__To be done__: Put each line from the start of the entries up to and including the line with "Provide the outline" into a JSON list of strings, one string per line, with blank lines left out.
* begin *
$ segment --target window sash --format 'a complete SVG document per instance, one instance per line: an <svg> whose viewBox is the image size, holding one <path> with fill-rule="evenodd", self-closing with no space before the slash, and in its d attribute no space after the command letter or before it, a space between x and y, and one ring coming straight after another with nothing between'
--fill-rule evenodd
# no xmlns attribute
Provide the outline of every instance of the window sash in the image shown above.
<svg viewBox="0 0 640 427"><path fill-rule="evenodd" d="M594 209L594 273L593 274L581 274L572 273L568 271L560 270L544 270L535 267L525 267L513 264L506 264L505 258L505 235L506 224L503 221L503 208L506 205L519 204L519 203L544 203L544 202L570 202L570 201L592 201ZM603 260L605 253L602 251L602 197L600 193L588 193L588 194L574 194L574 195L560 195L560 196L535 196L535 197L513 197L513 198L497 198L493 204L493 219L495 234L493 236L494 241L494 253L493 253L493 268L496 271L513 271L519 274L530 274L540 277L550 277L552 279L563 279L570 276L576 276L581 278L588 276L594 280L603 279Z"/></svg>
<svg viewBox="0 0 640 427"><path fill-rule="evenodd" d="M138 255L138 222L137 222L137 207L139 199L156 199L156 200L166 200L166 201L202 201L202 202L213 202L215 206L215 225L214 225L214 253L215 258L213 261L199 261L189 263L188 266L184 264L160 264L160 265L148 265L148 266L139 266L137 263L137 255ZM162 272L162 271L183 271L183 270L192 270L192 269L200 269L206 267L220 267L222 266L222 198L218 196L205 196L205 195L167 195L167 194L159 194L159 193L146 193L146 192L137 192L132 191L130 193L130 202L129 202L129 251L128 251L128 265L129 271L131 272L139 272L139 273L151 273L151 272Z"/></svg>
* end *
__Expected answer__:
[
  "$ segment --target window sash --format 'a complete SVG document per instance, one instance per line: an <svg> whose viewBox is the image size, holding one <path> with fill-rule=\"evenodd\", self-closing with no space before the slash, and in its d attribute no space after the command letter or before it, a space between x and y, and one ring coming straight after another with nothing between'",
  "--fill-rule evenodd",
  "# no xmlns attribute",
  "Provide the outline of every instance of the window sash in the image shown above."
]